Dataset items
* * * * *
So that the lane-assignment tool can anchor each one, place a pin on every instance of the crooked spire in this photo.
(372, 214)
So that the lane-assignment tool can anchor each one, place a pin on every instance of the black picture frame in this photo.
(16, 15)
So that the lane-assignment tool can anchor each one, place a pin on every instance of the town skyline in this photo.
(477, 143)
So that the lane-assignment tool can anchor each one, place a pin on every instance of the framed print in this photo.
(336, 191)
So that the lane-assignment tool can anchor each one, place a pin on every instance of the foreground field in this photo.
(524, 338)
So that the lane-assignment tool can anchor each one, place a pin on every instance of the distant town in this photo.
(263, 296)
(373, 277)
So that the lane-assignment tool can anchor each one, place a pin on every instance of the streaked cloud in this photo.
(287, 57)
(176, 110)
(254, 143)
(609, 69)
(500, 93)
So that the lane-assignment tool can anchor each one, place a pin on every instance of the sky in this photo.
* * * * *
#### AIM
Exactly reproduce all of the entries.

#### ANSWER IN FULL
So that the lane-assignment tool can anchor each one, place a pin on every instance of the crooked spire in this photo.
(372, 214)
So that the lane-assignment tool can anchor each one, place a pin on every instance of the black picture frame in this photo.
(16, 15)
So that the lane-assignment tool can anchor each one, place a pin on every instance of the town skyline in this photo.
(477, 143)
So that the lane-assignment tool can anchor each one, place a pin on every instance of the framed print in this photo.
(336, 191)
So that the lane-assignment tool can anchor each one, place a pin on every instance of the foreground field in this photo.
(524, 338)
So that the lane-assignment tool can anchor each one, place a pin on every instance of the distant town in this photo.
(263, 296)
(373, 277)
So that the lane-assignment tool can anchor each one, place a pin on every instance of the streaked cloud in this photo.
(287, 57)
(176, 110)
(254, 143)
(609, 69)
(500, 93)
So that the lane-assignment tool can anchor each one, place a pin on every instance of the sky in this photo.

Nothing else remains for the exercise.